Supplied passage START

Mylan forks over $30M to settle SEC's EpiPen accounting probe

Mylan’s long-running EpiPen scandal has cast a shadow over the company as regulators and politicians have piled on. In an effort to clear the air, Mylan will pay the Securities and Exchange Commission (SEC) $30 million to settle claims that it kept a financial loss from a previous settlement under wraps.

On Friday, the SEC said it would charge Mylan and immediately settle with the drugmaker claims that the company didn't notify investors of a potential loss on its books before a $465 million settlement with the Department of Justice (DOJ) in 2016.

“Investors were kept in the dark about Mylan's EpiPen misclassification and the potential loss Mylan faced as a result of the pending investigations into the misclassification," Antonia Chion, the SEC’s associate director in the division of enforcement, said in a release. "It is critical that public companies accurately disclose material business risks and timely disclose and account for loss contingencies that can materially affect their bottom line."

In its own statement, Mylan said the settlement did not admit or deny the SEC’s allegations and believed the deal was the “right course of action for the company.”

RELATED: Mylan strikes $465M EpiPen deal with DOJ, but other threats remain

Mylan’s EpiPen probe began in 2014, when the Centers for Medicare & Medicaid Services alleged the company had misclassified the drug as a generic and defrauded Medicaid of millions. In October 2016, the company reached its $465 million settlement with the DOJ on those Medicaid fraud charges—a deal that freed Mylan from admitting guilt and drawing the ire of politicians and regulators.

Supplied passage END

Tasks to complete:
- 1) In the article on Mylan's SEC settlement, in what year did the EpiPen probe begin?
- 2) Summarize the article on Mylan's SEC settlement in two sentences.
- 3) Pick up the article on Mylan's EpiPen settlement after its last sentence and keep writing.

Raw data START

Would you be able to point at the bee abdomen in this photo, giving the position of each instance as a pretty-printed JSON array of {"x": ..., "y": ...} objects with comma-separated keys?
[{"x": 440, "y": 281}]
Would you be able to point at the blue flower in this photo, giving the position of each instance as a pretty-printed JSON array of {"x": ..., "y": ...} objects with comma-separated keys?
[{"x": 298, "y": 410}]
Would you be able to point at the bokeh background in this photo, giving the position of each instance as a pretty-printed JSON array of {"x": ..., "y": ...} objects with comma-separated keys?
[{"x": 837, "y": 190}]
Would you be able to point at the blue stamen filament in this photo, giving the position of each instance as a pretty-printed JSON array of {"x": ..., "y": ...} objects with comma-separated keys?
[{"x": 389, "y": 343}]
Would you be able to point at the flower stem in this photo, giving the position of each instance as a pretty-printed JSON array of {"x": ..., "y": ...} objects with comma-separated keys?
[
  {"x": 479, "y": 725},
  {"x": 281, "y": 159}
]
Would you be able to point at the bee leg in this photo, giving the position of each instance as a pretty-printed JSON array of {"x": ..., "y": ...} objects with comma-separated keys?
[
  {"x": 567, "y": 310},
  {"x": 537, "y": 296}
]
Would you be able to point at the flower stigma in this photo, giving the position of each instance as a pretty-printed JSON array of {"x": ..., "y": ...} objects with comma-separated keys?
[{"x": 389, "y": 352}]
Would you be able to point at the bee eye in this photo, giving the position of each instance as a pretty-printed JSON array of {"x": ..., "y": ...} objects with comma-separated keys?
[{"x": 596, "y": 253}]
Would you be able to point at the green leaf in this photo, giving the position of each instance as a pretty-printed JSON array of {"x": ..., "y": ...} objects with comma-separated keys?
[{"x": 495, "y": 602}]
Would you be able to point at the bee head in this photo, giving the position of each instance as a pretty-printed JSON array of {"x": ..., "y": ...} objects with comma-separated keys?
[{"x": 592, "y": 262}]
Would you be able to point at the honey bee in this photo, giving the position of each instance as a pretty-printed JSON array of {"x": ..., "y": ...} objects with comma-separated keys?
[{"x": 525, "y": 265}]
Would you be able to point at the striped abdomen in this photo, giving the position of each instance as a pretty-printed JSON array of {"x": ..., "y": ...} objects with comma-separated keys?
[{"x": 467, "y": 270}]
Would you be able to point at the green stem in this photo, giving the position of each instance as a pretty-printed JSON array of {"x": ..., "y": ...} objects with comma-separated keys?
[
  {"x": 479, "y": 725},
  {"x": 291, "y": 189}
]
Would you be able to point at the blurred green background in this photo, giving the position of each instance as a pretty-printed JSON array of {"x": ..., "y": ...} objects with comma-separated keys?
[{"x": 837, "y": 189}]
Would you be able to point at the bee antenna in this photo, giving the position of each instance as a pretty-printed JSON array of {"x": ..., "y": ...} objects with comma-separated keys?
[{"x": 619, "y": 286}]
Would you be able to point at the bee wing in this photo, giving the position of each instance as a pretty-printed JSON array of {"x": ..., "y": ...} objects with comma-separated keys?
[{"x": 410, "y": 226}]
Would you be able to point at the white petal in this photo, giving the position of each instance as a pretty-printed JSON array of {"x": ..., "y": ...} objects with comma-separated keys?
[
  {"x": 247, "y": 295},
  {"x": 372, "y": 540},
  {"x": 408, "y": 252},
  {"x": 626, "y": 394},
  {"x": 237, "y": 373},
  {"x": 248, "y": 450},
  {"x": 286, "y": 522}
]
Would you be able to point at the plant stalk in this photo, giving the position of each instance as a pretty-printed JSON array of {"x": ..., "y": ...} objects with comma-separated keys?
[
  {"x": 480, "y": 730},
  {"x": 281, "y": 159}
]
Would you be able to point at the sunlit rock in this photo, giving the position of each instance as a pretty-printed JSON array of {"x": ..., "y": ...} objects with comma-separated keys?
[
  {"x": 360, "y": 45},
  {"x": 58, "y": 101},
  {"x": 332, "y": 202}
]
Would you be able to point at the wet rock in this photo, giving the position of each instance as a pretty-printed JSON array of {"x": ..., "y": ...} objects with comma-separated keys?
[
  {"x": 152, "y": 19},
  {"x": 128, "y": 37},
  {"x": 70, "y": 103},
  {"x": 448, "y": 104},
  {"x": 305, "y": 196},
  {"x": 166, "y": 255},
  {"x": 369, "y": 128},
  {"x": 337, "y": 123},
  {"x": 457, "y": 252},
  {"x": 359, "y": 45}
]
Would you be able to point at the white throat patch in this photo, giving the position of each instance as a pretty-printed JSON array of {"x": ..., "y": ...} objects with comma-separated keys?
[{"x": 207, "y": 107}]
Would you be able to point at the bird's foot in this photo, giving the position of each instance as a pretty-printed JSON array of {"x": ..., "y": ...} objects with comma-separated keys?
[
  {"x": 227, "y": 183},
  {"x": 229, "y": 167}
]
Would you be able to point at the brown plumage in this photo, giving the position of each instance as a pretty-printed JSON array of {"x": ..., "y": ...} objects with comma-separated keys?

Raw data END

Expected responses:
- 1) 2014

- 2) Mylan will pay the SEC $30 million to settle claims that it did not notify investors of a potential loss before its $465 million settlement with the Department of Justice in 2016. Mylan said the settlement did not admit or deny the allegations, and the underlying EpiPen probe began in 2014 when the Centers for Medicare & Medicaid Services alleged the company had misclassified the drug as a generic.

- 3)
But before that deal, according to the SEC, Mylan did not immediately disclose its $426 million liability, leaving investors in the dark on the state of the drugmaker’s finance post-agreement. The company went further, presenting misleading claims in its 2014 and 2015 risk factor disclosures, the SEC said.

RELATED: Plagued by production issues, Pfizer aims to shift EpiPen work to Mylan-Upjohn merger

With the SEC settlement Friday, Mylan has “fully resolved” all remaining probes as the company prepares for a megamerger with Pfizer’s Upjohn unit that will likely remake the generics landscape.

As part of the deal, reached in July, Mylan and Pfizer were in talks to move EpiPen’s production to the new merged generics company, which is expected to take flight in mid-2020. A spokeswoman for Pfizer, which manufactures the drug under its Meridian Medical Technologies unit, said talks are ongoing and terms have yet to be finalized. 

EpiPen has faced major production shortages since late 2017, when the FDA found serious issues at the Pfizer plant where the auto-injectors are made. At the time, Pfizer said Meridian was suffering "manufacturing constraints," but it was working with Mylan to improve "consistent availability."